TRECHO PARA LEITURA
▼
|
Texto Anterior | Próximo Texto | Índice
Putin investe na imagem e resgata o "orgulho russo"
Presidente deixa a sisudez de lado, cativa os russos e
impulsiona sua popularidade, apesar da crise no país
JOÃO CARLOS ASSUMPÇÃO
EM MOSCOU
O estilo sisudo e reservado de
ex-agente da KGB, o antigo serviço secreto da URSS, começa a
ser deixado de lado. Pouco mais
de um ano depois de ter vencido
as eleições para presidente da
Rússia, Vladimir Putin é outro.
Ou, pelo menos, é outra a imagem que ele está tentando passar.
Como vários líderes do antigo
regime comunista, o atual presidente decidiu investir com força
no culto a sua personalidade. Só
que de um jeito novo para os padrões locais.
O presidente russo tem aparecido em programas de TV e
abordado não apenas projetos
de governo e a situação econômico-social do país, como fazia
até o ano passado, mas também
sua vida pessoal, expondo com
maior frequência sua mulher,
Lyudmila, e suas filhas, Masha e
Katya.
Tenta difundir a imagem de
um homem de família, ""que vive
como todo mundo", conforme
explicação de Andrei Illarianov,
consultor econômico e um dos
principais assessores de Putin,
defensor do novo estilo adotado
pelo líder russo.
O resultado é que, apesar de o
país continuar indo mal, a popularidade do presidente vai bem
-ele é tido como responsável
pelo resgate do "orgulho de ser
russo", segundo pesquisas de
opinião.
""Ele está se expondo ao público como nenhum outro líder da
Rússia ou da ex-União Soviética
se expôs", disse Natalya Timakova, co-autora de um livro sobre o presidente russo.
""Ficamos conversando com
ele, mais de 24 horas, em seis
ocasiões, nas quais pudemos
abordar desde questões pessoais, como família, infância e
privações, até temas políticos,
militares e econômicos", contou
Timakova. "Ele se abriu de uma
maneira impressionante. Nós
perguntávamos o que queríamos, e ele respondia. Sem receio."
Em suas aparições públicas,
não são raras as vezes em que
Putin aparece contando piadas,
boa parte das quais sobre os líderes comunistas da ex-URSS.
Embora diga que costuma usá-las para transmitir ""alguma lição
de vida" a seus compatriotas, as
brincadeiras estão servindo como um toque a mais para ""humanizar o presidente" e aumentar a popularidade de seu governo.
A piada preferida de Putin envolve Leonid Brejnev, que comandou a União Soviética entre
1964 e 1982, período conhecido
como o da ""grande estagnação",
pelo imobilismo e pela corrupção que marcaram sua passagem pelo Kremlin.
""Numa visita à Casa Branca,
ele gostou de uma ponte mostrada por Jimmy Carter [presidente
dos Estados Unidos entre 1977 e
1981". E aí Carter lhe disse: "São
cinco pistas de cada lado, mas,
pelo projeto inicial, seriam dez".
▲
TRECHO DE ORIGEM
▼
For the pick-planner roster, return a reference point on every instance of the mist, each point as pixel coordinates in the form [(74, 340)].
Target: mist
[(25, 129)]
▲
OBJETIVOS
- 1) Passe para o inglês esta frase da reportagem sobre Putin: "Pouco mais de um ano depois de ter vencido as eleições para presidente da Rússia, Vladimir Putin é outro."
- 2) Segundo a reportagem sobre Putin, como se chamam as filhas do presidente russo?
- 3) Dê continuidade à reportagem sobre Putin a partir do ponto em que ela termina.

RESPOSTAS
- 1) A little more than a year after winning the election for president of Russia, Vladimir Putin is a different man.

- 2) Masha e Katya.

- 3)
Brejnev ficou assustado e lhe
perguntou: "Onde estão as pistas
que faltam?" Carter lhe respondeu: "Estão todas aqui", e apontou para a mobília da Casa Branca."
"Quando Carter retribuiu à visita e veio a Moscou, Brejnev fez
as honras da casa e lhe mostrou
as principais atrações da cidade.
Depois lhe perguntou: "Viu
aquela ponte monumental?". Assustado, Carter disse que não vira ponte alguma. Mas Brejnev o
acalmou, dizendo que não se
tratava de problema de visão: "É
que ela está toda aqui", explicou,
apontando para o mobiliário do
Kremlin."
Ao contar a piada, Putin pode
dar a impressão de que está
combatendo com eficácia a corrupção no país, uma das principais metas de sua administração.
Mas, pelo jeito, não é bem assim. O combate à corrupção não
é considerado um ponto forte de
seu governo, pelo menos de
acordo com pesquisa encomendada pela TV6, um canal independente, propriedade do empresário Boris Berezovsky, ele
próprio acusado de envolvimento com a máfia russa.
Mais corrupção
Para 45,6% dos entrevistados,
a corrupção hoje na Rússia é tão
forte como há dois anos, antes
de Putin assumir o governo
-ele se tornou presidente em
dezembro de 1999, após a renúncia de Boris Ieltsin, tendo sido
eleito em março do ano passado,
com 52% dos votos, obtidos no
primeiro turno. Para 25,4% dos
que responderam ao questionário, a corrupção aumentou entre
1999 e 2001.
A porcentagem dos que acham
que a corrupção caiu na gestão
de Putin é menor -18,5%. Do
total, 10,5% não quiseram ou
não souberam responder à questão.
A situação econômica da população tampouco melhorou.
De 3.448 pessoas entrevistadas
para a pesquisa, 20,8% disseram
viver hoje em condições piores
do que em 1999, quando o país
tentava se recuperar da grave
crise que o atingira em agosto do
ano anterior, mês em que decretou uma moratória da dívida externa e promoveu violenta desvalorização do rublo.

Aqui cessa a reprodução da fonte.